Directives:
1) In the dinner account below, reproduce the passage starting with "Alex Montana was" and going on through "said he was.)", swapping "contracting company" for "construction firm".
2) According to the dinner account below, how old is Alex's son Jacob?
3) Take the account of the dinner with Alex Montana, given below, further from its final sentence.

Alex Montana was the name of the man who played host to me the rest of the evening. Alex is a multi-millionaire who owns a large contracting company, a couple discos, and has spent a few years in jail because of his apathetic attitude regarding taxes. He has one son by his first wife, a Swede he met in Minneapolis Minnesota, he likes to party, and he often reminded me of his mantra: “If you don’t have money you are nothing. Money means power and power means women.” Alex’s son Jacob, named so because of his mother’s wish, a woman who Alex described as Jewish in blood and action, is 19 years-old. Alex figured this meant that I was practically his son as well. Last night I was “hijo de Alex”. My “dad” was opinionated, braggadocios, and I think very lonely. (He was also telling the truth. I checked him out on the net and he’s everything he said he was.)
We went to a swanky Italian restaurant where he ordered drinks and food for our table. We were with his lawyer, a drunken employee of his, and The Lawyer’s three friends. Alex was drunk but highly functioning. Unlike his friend The Drunken Employee who could barely walk. Apparently he was so drunk because his wife had recently left him and was taking everything. The Drunken Employee didn’t speak English but had been taught the phrase, “fuck that bitch”, which he repeated regularly. Alberto left shortly after the first round. In a break in conversation Alex explained each of the three woman and one man’s professions. The attractive woman to his left, who often provided him with services outside of legal advice, was his lawyer. The man to her left and across the table from me was described as a “person reader”, the woman to his left at the end of the table as a secretary, and the woman next to me as an economist. All were single and at least 35.
I asked what a “person reader” does, and Alex told me to look the other man in the eyes. Everyone was silent for a moment as this dude and I looked at each other. He told Alex some stuff in Spanish as we glared and Alex translated as the first spoke. He said I had “powerful eyes” and that “I can do whatever I want”. They all congratulated me on my “reading”. I laughed, thinking that anyone could be told this and believing the whole thing to be a joke. Alex grabbed my arm and sternly told me not to laugh. He said the gentleman would be offended.
At a table of lawyers, economists, and millionaires the soothsayer was taken highly seriously.

Given records:
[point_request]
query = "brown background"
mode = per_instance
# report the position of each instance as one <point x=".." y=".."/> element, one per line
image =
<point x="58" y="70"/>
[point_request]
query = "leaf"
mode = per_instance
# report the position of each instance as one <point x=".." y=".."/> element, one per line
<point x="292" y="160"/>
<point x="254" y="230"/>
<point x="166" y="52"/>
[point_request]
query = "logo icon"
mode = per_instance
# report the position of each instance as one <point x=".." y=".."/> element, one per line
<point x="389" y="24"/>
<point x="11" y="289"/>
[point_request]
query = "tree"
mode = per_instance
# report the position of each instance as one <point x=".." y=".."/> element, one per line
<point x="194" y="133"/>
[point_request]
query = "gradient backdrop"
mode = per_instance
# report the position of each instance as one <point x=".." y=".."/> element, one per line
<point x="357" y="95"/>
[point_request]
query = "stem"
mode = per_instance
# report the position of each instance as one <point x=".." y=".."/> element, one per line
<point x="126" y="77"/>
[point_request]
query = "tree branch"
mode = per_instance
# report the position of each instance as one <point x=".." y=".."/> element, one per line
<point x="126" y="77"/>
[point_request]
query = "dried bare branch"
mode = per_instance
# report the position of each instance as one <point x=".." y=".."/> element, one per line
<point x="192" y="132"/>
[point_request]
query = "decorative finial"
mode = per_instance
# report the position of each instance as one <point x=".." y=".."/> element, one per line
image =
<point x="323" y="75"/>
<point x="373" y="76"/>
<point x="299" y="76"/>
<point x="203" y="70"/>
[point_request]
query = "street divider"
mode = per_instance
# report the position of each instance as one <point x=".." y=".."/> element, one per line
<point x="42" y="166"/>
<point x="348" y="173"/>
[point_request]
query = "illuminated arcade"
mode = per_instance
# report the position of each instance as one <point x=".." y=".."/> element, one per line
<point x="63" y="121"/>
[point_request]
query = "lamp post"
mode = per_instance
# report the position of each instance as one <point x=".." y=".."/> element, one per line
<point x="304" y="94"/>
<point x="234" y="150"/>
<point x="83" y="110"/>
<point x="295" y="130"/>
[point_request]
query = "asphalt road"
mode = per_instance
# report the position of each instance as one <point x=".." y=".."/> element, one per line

Results by task:
1)
Alex Montana was the name of the man who played host to me the rest of the evening. Alex is a multi-millionaire who owns a large construction firm, a couple discos, and has spent a few years in jail because of his apathetic attitude regarding taxes. He has one son by his first wife, a Swede he met in Minneapolis Minnesota, he likes to party, and he often reminded me of his mantra: “If you don’t have money you are nothing. Money means power and power means women.” Alex’s son Jacob, named so because of his mother’s wish, a woman who Alex described as Jewish in blood and action, is 19 years-old. Alex figured this meant that I was practically his son as well. Last night I was “hijo de Alex”. My “dad” was opinionated, braggadocios, and I think very lonely. (He was also telling the truth. I checked him out on the net and he’s everything he said he was.)

2) Jacob is 19 years old.

3)
Alex continued translating, dedicating more thought to the changing of the words from one language to another than to the content of the speech. The People Reader, without changing tone, began to say some weirdly flattering yet overtly homosexual things about my physique and aura. I wasn’t that bothered. Just as I appreciate the affection of girls I have no interest in, similarly was my feeling about The Gay People Reader’s overtures. But Alex was outraged and snapped in Spanish at The Gay People Reader. A few moments later Alex made The Economist to my right so angry that she and The Gay People Reader left. Alex elucidated to me that The Economist works for the Mayor of Valencia, a woman who Alex knows to be highly corrupt. He ended his explanation with, “but fuck her, she has no money.” On our way out, while Alex was paying the bill, I was able to apologize to the The Gay People Reader and The Economist for whatever Alex had said. They understood and were actually fairly appreciative.
I told Alex that I was tired and ready to head home for some rest, and he said “okay”. But as I was walking away he called me back and drunkenly pleaded that I go with him to a club that his friend owns. He said, “Tonight you are my son, eh? I have nowhere to go but to sleep. Of course you pay for nothing. Just be my friend tonight, eh?” I thought about the couple in my room at the hostel, my lust for a story, the lonely millionaire, put my arm around his shoulder, and dropped one of my five Spanish words-“Vamos!”
We walked the short distance to a posh rave disco. Alex really is some kind of a big-shot. The owner came out and greeted both of us warmly. All of our drinks were free and the owner asked me to choose songs for the DJ to play. (Most music here is whatever is popular in the states).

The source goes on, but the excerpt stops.